• _TASK SET_:
(a) Answer these three questions from the post on the US withdrawal from the Paris Agreement, please:
(i) On what date did Donald Trump announce the withdrawal?
(ii) Who led the negotiation of the treaty?
(iii) Which state was the first to enact measures adopting sections of the agreement into state law?
(b) Carry on the post about the US withdrawal from the Paris Agreement, starting right after its final sentence.

• _QUOTED PASSAGE_:
● ● ● ● ●

This post is by Matthew Perks, CEO of New Energy Events LLC, the organisers of the annual Caribbean Renewable Energy Forum (CREF). which will take place in Miami from 18-20 October, 2017.
A little over a month ago, on 1 June 2017, the day that Donald Trump announced the withdrawal of the US from the Paris Agreement, the New York Times speculated that the impact of the withdrawal would be determined by the global response to the decision. Would countries double down on their efforts to curb greenhouse gas emissions? Or would the agreement begin to fray at the seams? One day later, Christiana Figueres, who led the negotiation of the treaty, ventured on to Twitter to say, “Thank you, Trump. You have provoked an unparalleled wave of support for Paris and determined resolve on climate action. Deeply grateful.”
But what about the money?
That was five weeks ago. What seemed at the time premature now seems prescient. In the US, the reaction to the withdrawal from many cities and states has been swift, resolute and meaningful. Only days after the announcement, Hawaii became the first state to enact measures to adopt sections of the Paris Agreement into state law. While some states have remained silent, if the US states that have come out in support of the agreement were a country they would comprise one of the world’s largest economies.

● ● ● ● ●

• _EXTRACTED RECORDS_:
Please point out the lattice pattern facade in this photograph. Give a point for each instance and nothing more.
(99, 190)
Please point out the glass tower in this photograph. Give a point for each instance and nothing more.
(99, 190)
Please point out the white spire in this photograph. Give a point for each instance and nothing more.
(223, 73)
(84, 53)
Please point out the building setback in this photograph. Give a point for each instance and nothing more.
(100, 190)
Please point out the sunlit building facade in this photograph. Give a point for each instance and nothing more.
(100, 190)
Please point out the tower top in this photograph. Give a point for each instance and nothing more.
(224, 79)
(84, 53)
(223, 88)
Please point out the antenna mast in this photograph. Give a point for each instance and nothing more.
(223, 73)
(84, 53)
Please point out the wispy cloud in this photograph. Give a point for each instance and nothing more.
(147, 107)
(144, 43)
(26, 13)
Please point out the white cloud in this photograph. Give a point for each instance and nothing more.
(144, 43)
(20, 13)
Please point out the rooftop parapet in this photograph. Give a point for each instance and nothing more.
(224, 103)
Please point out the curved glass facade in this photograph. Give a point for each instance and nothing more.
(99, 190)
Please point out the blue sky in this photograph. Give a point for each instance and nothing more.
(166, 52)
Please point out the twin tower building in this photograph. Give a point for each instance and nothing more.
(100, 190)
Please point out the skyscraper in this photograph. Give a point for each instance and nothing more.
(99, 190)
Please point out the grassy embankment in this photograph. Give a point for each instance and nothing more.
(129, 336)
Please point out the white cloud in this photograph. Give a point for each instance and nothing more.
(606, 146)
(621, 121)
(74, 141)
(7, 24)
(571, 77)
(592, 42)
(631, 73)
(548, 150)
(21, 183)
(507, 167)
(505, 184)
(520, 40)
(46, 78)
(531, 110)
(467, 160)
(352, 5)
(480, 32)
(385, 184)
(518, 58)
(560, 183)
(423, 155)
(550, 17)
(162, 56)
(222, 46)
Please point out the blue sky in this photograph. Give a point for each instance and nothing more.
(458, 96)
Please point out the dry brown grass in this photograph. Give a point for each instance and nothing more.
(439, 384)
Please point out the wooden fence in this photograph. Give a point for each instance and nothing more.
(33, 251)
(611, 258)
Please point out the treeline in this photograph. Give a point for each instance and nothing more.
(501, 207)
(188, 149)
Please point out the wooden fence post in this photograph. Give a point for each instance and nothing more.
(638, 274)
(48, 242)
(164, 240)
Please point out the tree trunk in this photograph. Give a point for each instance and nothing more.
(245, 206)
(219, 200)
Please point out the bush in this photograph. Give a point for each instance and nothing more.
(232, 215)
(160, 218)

● ● ● ● ●

• _TASK ANSWERS_:
(a)
(i) 1 June 2017
(ii) Christiana Figueres
(iii) Hawaii

(b)
Of course it’s one thing to support measures to reduce emissions, another to put your money where your mouth is. In 2015 the US pledged US$3 billion to the Global Climate Fund (GCF); US$1 billion has made it into the fund but it seems improbable that it will see the balance. Of all the states and cities that have come forward, few have acknowledged the need to honour the financial commitments which comprised such a vital component of the agreement.
Why does it matter?
After Trump announced the US withdrawal, I spoke with James Fletcher, the former minister responsible for energy policy in St Lucia and a leading voice at the Paris talks representing the interests of island nations. He was, like Figueres, encouraged by the reaction to the pronouncement but deeply concerned about the implications for the flow of funding to critical adaptation projects across the Caribbean and to islands worldwide.
The loose affiliation of island nations in Paris rallied around a cry of “1.5 to stay alive”, or in other words: limit global warming to 1.5oC or we go under. It doesn’t take a rocket scientist to understand that even a small rise in sea levels will have an outsize and catastrophic impact on islands, many of which – particularly in the Pacific – barely emerge out of the ocean as it is.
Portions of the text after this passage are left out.